* BEGIN Reading passage *

Manganese ions are not particularly limited as long as they have oxidizing power. Manganese of manganese ions preferably has a valence of 3 or more, more preferably 4 or more, and still more preferably 7. For example, manganese ions contained in the pretreatment composition may be in the form of metal ions alone, such as trivalent manganese ions and quadrivalent manganese ions, or in the form of permanganate ions, which are septivalent manganese. Of these, from the standpoint of higher etching power, quadrivalent manganese ions and permanganate ions are preferable, and permanganate ions are more preferable. Manganese ions of divalent manganese have no oxidizing power, and the use thereof alone does not cause the surface of a resin material to be etched. However, such manganese ions may be used in combination with manganese ions of trivalent or higher manganese.

One kind of manganese ions may be used alone or two or more kinds of manganese ions may be used in combination.

Manganate for adding manganese ions to the pretreatment composition is not particularly limited, and includes manganese(II) sulfate, manganese(III) phosphate, manganese(IV) oxide, sodium permanganate(VII), and potassium permanganate(VII). Of these, from the standpoint of adding manganese ions that have higher etching power, manganese(III) phosphate, manganese(IV) oxide, sodium permanganate(VII), and potassium permanganate(VII) are preferable; and sodium permanganate(VII) and potassium permanganate(VII) are more preferable.

One kind of manganate may be used alone or two or more kinds of manganate may be used in combination.

The pretreatment composition according to the present invention contains manganese ions in an amount of 10 mg/L or more. An amount of manganese ions of less than 10 mg/L leads to insufficient etching of a resin material, reducing the adhesion of the film formed by electroless plating. The amount of manganese ions is preferably 10 mg/L to 100 g/L, more preferably 100 mg/L to 50 g/L, still more preferably 0.2 g/L to 30 g/L, particularly preferably 0.5 g/L to 15 g/L, and most preferably 0.5 g/L to 10 g/L. Setting the lower limit of the amount of manganese ions within these ranges further improves the etching power of the pretreatment composition. Setting the upper limit of the amount of manganese ions within these ranges further reduces the generation of the precipitate of manganese dioxide in the pretreatment composition and further improves bath stability.

* END Reading passage *

◆ Aim 1 ◆
In the passage on manganese ions, how much manganese ion does the pretreatment composition contain at the least?
◆ Aim 2 ◆
Reproduce the passage on manganese ions word for word, starting with "One kind of manganese" and going on through "manganate may be used in combination.".

* BEGIN Supplied material *

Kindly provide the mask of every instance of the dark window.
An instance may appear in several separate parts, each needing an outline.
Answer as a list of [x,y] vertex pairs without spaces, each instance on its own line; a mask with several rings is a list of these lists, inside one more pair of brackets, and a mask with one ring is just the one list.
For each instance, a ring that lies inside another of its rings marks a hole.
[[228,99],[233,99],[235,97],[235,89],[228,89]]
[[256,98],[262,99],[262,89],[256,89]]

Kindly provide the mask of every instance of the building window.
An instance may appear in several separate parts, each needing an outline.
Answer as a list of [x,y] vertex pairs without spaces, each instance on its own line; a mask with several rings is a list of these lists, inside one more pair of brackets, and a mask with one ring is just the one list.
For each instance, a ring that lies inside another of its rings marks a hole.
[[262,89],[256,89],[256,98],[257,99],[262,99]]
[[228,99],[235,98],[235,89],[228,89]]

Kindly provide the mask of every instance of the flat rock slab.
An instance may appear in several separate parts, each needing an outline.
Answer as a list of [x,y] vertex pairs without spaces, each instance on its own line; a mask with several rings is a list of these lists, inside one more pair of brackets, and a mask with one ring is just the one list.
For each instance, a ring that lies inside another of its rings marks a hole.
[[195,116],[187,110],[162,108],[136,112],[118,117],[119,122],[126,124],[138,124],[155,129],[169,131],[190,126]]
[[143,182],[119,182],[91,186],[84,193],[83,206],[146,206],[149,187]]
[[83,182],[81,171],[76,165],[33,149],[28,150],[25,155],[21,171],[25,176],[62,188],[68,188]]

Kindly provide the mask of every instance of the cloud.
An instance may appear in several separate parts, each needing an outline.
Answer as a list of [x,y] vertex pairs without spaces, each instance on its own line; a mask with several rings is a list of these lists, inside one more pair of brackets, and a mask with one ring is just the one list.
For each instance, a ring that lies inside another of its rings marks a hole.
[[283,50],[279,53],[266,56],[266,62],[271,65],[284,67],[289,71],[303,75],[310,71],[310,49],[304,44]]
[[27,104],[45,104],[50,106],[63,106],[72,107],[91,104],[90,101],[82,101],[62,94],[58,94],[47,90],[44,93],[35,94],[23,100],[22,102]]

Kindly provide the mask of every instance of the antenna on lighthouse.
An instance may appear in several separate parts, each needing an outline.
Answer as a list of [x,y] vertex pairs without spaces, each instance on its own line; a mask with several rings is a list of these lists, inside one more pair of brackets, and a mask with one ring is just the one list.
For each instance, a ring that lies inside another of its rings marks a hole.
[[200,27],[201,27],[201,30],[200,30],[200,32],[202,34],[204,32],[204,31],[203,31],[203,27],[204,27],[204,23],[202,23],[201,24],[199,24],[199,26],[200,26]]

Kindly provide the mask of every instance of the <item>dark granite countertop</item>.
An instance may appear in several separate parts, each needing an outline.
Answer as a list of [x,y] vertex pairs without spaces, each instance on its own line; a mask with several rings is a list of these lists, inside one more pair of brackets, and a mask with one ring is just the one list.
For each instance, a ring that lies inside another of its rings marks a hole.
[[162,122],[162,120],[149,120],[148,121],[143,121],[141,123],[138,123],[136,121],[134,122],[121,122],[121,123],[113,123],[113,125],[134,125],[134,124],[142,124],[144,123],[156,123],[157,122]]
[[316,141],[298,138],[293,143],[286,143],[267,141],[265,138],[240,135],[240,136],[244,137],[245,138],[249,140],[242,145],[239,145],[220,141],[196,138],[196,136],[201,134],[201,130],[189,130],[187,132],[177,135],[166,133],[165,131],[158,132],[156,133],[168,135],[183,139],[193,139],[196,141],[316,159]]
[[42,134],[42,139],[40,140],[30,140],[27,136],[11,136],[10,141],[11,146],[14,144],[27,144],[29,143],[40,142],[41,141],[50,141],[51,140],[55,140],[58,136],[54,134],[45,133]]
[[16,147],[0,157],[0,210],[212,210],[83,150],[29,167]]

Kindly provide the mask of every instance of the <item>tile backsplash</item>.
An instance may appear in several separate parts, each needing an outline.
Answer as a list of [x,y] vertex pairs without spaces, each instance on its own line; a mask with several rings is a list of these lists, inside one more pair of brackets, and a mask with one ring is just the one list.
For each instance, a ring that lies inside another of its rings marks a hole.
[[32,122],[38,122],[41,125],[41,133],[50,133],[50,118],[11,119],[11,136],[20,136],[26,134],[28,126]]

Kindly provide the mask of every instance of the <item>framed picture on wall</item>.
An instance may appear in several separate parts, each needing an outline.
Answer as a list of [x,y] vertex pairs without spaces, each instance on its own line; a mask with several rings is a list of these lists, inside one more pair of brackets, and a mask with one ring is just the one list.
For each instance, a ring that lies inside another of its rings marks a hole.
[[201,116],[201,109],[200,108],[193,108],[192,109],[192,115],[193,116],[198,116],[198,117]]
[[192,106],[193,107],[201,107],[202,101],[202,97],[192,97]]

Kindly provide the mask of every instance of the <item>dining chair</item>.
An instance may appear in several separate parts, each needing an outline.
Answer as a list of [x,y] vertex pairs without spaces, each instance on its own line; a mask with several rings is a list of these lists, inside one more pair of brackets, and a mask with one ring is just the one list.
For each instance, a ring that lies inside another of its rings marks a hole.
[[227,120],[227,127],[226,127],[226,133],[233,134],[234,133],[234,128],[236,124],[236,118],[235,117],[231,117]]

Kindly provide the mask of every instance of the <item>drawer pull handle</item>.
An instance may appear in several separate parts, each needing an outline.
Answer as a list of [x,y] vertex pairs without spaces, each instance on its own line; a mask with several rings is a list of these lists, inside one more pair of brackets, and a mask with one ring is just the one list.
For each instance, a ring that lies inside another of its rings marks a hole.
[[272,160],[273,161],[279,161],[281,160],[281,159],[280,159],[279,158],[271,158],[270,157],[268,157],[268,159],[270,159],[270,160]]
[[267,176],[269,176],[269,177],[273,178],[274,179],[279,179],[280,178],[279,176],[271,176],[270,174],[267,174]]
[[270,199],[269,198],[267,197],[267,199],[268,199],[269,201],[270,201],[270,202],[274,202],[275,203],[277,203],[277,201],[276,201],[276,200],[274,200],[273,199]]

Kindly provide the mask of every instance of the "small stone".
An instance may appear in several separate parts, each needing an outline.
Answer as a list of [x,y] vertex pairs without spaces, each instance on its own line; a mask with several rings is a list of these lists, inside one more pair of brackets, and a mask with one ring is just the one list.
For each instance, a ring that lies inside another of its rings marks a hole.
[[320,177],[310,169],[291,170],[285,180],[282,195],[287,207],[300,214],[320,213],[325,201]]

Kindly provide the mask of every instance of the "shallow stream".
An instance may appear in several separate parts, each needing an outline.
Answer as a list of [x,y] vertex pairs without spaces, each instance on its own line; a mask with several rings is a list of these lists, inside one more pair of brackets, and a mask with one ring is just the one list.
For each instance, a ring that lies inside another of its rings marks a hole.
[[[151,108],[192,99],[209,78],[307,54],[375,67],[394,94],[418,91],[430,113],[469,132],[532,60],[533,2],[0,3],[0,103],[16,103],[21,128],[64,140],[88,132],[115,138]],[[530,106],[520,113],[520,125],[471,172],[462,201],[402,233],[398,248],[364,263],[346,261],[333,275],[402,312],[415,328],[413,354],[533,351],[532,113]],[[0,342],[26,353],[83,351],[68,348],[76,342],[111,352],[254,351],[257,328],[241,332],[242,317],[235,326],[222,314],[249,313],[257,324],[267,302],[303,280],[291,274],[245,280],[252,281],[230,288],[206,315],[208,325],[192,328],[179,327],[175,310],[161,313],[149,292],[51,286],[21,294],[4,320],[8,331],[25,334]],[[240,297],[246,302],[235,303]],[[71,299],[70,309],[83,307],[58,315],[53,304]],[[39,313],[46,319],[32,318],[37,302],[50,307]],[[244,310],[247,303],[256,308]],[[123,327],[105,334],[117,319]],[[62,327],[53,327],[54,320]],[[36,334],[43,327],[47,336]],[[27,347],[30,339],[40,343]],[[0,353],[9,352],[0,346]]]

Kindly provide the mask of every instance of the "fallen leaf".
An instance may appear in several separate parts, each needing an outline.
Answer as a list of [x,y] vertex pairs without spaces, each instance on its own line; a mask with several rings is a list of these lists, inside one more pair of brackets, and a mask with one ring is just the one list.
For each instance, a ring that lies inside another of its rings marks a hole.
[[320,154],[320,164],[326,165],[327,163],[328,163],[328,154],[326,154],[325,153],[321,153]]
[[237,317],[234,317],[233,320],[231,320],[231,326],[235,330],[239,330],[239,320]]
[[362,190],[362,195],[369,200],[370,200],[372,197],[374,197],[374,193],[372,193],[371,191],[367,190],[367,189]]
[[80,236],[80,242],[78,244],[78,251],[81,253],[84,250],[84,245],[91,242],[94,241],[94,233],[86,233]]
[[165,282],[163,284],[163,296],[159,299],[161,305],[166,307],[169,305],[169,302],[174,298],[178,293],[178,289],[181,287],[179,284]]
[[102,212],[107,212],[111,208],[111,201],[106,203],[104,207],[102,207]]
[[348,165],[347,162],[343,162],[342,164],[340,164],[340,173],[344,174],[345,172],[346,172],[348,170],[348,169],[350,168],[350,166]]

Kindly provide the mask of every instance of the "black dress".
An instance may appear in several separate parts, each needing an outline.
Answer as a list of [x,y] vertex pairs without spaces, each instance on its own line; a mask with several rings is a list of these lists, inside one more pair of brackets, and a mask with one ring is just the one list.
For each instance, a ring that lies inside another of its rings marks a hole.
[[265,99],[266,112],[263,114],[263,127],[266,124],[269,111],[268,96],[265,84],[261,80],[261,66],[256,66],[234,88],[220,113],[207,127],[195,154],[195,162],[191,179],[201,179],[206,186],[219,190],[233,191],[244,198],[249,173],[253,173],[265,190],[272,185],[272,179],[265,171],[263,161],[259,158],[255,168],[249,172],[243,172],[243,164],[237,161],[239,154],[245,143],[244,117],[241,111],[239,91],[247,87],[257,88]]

* END Supplied material *

◆ Full answer 1 ◆
10 mg/L or more.

◆ Full answer 2 ◆
One kind of manganese ions may be used alone or two or more kinds of manganese ions may be used in combination.

Manganate for adding manganese ions to the pretreatment composition is not particularly limited, and includes manganese(II) sulfate, manganese(III) phosphate, manganese(IV) oxide, sodium permanganate(VII), and potassium permanganate(VII). Of these, from the standpoint of adding manganese ions that have higher etching power, manganese(III) phosphate, manganese(IV) oxide, sodium permanganate(VII), and potassium permanganate(VII) are preferable; and sodium permanganate(VII) and potassium permanganate(VII) are more preferable.

One kind of manganate may be used alone or two or more kinds of manganate may be used in combination.